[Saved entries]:
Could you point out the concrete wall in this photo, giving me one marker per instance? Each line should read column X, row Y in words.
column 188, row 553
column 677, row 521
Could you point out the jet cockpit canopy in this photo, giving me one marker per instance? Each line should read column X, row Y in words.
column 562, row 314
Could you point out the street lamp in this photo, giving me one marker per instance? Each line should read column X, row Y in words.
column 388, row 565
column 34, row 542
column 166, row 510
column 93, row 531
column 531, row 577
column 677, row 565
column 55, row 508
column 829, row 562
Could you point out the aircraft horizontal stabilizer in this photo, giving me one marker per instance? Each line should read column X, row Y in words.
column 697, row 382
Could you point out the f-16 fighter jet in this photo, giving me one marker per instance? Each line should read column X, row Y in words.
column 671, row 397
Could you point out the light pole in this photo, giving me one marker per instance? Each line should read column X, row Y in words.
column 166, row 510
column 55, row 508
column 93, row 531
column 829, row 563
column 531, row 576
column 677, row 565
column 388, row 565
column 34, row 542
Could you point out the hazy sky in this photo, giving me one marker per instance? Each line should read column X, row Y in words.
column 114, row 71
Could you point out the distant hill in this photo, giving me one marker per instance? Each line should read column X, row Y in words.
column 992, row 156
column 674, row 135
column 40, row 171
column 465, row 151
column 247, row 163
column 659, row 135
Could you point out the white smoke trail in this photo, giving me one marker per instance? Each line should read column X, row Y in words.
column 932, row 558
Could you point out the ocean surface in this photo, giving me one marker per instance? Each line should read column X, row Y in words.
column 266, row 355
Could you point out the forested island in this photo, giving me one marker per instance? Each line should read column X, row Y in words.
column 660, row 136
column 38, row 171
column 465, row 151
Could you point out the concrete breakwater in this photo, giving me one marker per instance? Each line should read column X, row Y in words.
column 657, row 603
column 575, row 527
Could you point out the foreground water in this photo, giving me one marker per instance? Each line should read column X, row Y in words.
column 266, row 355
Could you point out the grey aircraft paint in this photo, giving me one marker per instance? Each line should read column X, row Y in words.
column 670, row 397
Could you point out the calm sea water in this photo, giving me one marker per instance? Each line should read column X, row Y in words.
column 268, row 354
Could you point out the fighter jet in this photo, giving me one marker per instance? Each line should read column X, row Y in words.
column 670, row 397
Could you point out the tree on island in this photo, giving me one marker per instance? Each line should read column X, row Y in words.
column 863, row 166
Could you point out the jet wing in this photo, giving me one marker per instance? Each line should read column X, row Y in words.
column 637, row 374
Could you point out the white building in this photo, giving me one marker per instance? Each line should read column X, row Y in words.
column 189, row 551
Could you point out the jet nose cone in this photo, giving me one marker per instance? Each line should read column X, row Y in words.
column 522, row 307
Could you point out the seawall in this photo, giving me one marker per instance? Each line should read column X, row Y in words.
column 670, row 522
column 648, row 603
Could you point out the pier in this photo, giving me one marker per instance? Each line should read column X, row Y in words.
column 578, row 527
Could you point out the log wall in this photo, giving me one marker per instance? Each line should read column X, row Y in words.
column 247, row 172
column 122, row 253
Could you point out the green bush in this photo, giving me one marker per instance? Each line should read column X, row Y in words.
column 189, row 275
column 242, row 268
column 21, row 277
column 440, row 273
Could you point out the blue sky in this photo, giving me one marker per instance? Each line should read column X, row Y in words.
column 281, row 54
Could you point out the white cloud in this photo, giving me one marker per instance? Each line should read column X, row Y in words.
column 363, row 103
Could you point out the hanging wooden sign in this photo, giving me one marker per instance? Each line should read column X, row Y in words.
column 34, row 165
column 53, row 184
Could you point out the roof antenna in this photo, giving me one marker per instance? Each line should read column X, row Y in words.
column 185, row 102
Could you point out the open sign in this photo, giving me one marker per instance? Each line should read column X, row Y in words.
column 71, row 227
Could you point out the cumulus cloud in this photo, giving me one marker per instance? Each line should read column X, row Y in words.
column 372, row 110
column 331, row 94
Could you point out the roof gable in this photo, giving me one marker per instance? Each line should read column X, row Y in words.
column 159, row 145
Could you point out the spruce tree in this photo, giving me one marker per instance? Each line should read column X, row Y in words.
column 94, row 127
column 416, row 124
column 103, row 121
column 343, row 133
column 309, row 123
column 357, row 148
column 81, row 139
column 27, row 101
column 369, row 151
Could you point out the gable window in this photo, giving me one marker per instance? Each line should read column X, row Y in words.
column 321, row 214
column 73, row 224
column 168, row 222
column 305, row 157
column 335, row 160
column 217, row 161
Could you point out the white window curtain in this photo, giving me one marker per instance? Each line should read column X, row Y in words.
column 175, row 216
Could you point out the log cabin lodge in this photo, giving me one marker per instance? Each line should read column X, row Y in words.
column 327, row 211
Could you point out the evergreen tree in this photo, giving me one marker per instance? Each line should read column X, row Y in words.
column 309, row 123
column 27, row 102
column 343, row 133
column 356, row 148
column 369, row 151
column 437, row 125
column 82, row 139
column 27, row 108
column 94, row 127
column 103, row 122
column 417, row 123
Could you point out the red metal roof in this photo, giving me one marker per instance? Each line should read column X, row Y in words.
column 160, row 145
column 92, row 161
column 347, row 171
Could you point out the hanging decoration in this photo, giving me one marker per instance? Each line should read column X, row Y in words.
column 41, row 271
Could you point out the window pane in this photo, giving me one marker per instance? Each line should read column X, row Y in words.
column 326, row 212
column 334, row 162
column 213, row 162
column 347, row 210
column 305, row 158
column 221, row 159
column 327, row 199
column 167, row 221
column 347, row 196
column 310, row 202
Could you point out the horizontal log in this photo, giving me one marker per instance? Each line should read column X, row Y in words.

[What you will do]: Repeat back the data above, exact to the last character.

[Output of the task]:
Could you point out the concrete wall in this photo, giving me one marker per instance? Each line should read column X, row Y in words.
column 188, row 553
column 677, row 521
Could you point out the jet cockpit canopy in this photo, giving me one marker per instance? Each line should read column X, row Y in words.
column 562, row 314
Could you point out the street lamp in this photo, giving me one marker per instance? Each line should read column X, row Y in words.
column 388, row 565
column 34, row 542
column 166, row 510
column 93, row 531
column 531, row 577
column 677, row 565
column 55, row 508
column 829, row 562
Could you point out the aircraft horizontal stabilizer in this photo, giving me one marker per instance? Each line should read column X, row Y in words.
column 697, row 382
Could you point out the f-16 fighter jet in this photo, giving me one marker per instance? Each line should read column X, row Y in words.
column 671, row 397
Could you point out the light pole in this photo, giving me one marker per instance? Each line should read column X, row Y in words.
column 166, row 510
column 55, row 508
column 93, row 531
column 829, row 563
column 531, row 576
column 677, row 565
column 388, row 565
column 34, row 542
Could you point out the hazy sky in this photo, giving me one marker per instance? Each line should read column X, row Y in words.
column 114, row 71
Could you point out the distant hill in this photo, giving me one marker per instance? Each line should read column X, row Y in words.
column 992, row 156
column 674, row 135
column 40, row 171
column 465, row 151
column 247, row 163
column 659, row 135
Could you point out the white smoke trail in this photo, giving me one marker per instance? Each line should read column X, row Y in words.
column 932, row 558
Could you point out the ocean surface in this photo, giving me one marker per instance? Each line should read column X, row Y in words.
column 266, row 355
Could you point out the forested island in this photo, giving me one marker per instance? Each line should read column X, row Y in words.
column 660, row 136
column 38, row 171
column 465, row 151
Could you point out the concrete breakwater in this photo, giving me one marker per instance? Each line should read column X, row Y in words.
column 657, row 603
column 575, row 527
Could you point out the foreground water in this photo, giving me one marker per instance? Each line should read column X, row Y in words.
column 266, row 355
Could you point out the grey aircraft paint in this photo, giving me one marker per instance? Each line should read column X, row Y in words.
column 670, row 397
Could you point out the calm sea water in this photo, giving me one marker per instance? Each line should read column X, row Y in words.
column 268, row 354
Could you point out the fighter jet in this photo, giving me one marker per instance? Each line should read column X, row Y in words.
column 670, row 397
Could you point out the tree on island in this photo, giving me one marker per instance? Each line should read column X, row Y in words.
column 863, row 166
Could you point out the jet wing in this photo, giving me one marker per instance? Each line should read column X, row Y in words.
column 637, row 374
Could you point out the white building in this photo, giving me one marker per instance? Each line should read column X, row Y in words.
column 189, row 551
Could you point out the jet nose cone in this photo, giving me one marker per instance? Each line should read column X, row Y in words.
column 522, row 307
Could you point out the seawall in this photo, giving me one marker per instance? Each line should read column X, row Y in words.
column 670, row 522
column 648, row 603
Could you point out the pier in this photo, giving me one marker per instance? Each line should read column X, row Y in words.
column 578, row 527
Could you point out the log wall in this photo, giving me one marker per instance? Each line should read column X, row Y in words.
column 247, row 172
column 122, row 253
Could you point out the green bush in this photo, giving me one marker per instance? Each line should read column X, row Y in words.
column 189, row 275
column 242, row 268
column 21, row 277
column 440, row 273
Could you point out the blue sky in this photo, giving me one marker per instance? Each line should read column X, row Y in words.
column 281, row 54
Could you point out the white cloud in this photo, giving me one marker per instance? Each line should read column X, row Y in words.
column 363, row 103
Could you point out the hanging wooden sign in this photo, giving me one marker per instance? Each line should read column X, row Y in words.
column 34, row 165
column 53, row 184
Could you point out the roof antenna in this photo, giving me one marker per instance? Each line should read column X, row Y in words.
column 185, row 102
Could you point out the open sign in this photo, giving me one marker per instance? Each line should read column X, row Y in words.
column 71, row 227
Could you point out the cumulus cloud in this photo, giving me one marker per instance? Each line should read column X, row Y in words.
column 372, row 110
column 331, row 94
Could you point out the roof gable in this photo, giving me one marker per instance? Each line should read column X, row Y in words.
column 159, row 145
Could you point out the spruce tree in this photo, giving me one marker per instance? Each line should read column X, row Y in words.
column 94, row 127
column 416, row 124
column 103, row 121
column 343, row 133
column 309, row 123
column 357, row 148
column 81, row 139
column 27, row 101
column 369, row 151
Could you point out the gable window in this photo, giving me one marker per instance? Each line should read column X, row Y in words.
column 321, row 214
column 73, row 224
column 168, row 222
column 305, row 157
column 335, row 160
column 217, row 161
Could you point out the white window curtain in this photo, giving me one marker per instance? Each line should read column X, row Y in words.
column 175, row 216
Could you point out the log cabin lodge in this photo, giving me one marker per instance? Each line should read column X, row Y in words.
column 327, row 211
Could you point out the evergreen tree in this photo, giving me one marker per instance? Each line should read column X, row Y in words.
column 309, row 123
column 27, row 102
column 343, row 133
column 356, row 148
column 369, row 151
column 437, row 125
column 82, row 139
column 27, row 108
column 94, row 127
column 103, row 122
column 417, row 123
Could you point out the red metal roof in this photo, giving me one marker per instance? Each line should read column X, row Y in words.
column 160, row 145
column 92, row 161
column 347, row 171
Could you point out the hanging decoration in this photo, giving me one marker per instance? Each line should read column X, row Y in words.
column 41, row 271
Could you point out the window pane in this photo, giving me one marker per instance? Each line should read column X, row Y in words.
column 326, row 212
column 334, row 162
column 213, row 162
column 347, row 210
column 305, row 158
column 221, row 159
column 327, row 199
column 167, row 221
column 347, row 196
column 310, row 202
Could you point out the horizontal log in this photo, giving me one marker per instance? Each line should read column X, row Y in words.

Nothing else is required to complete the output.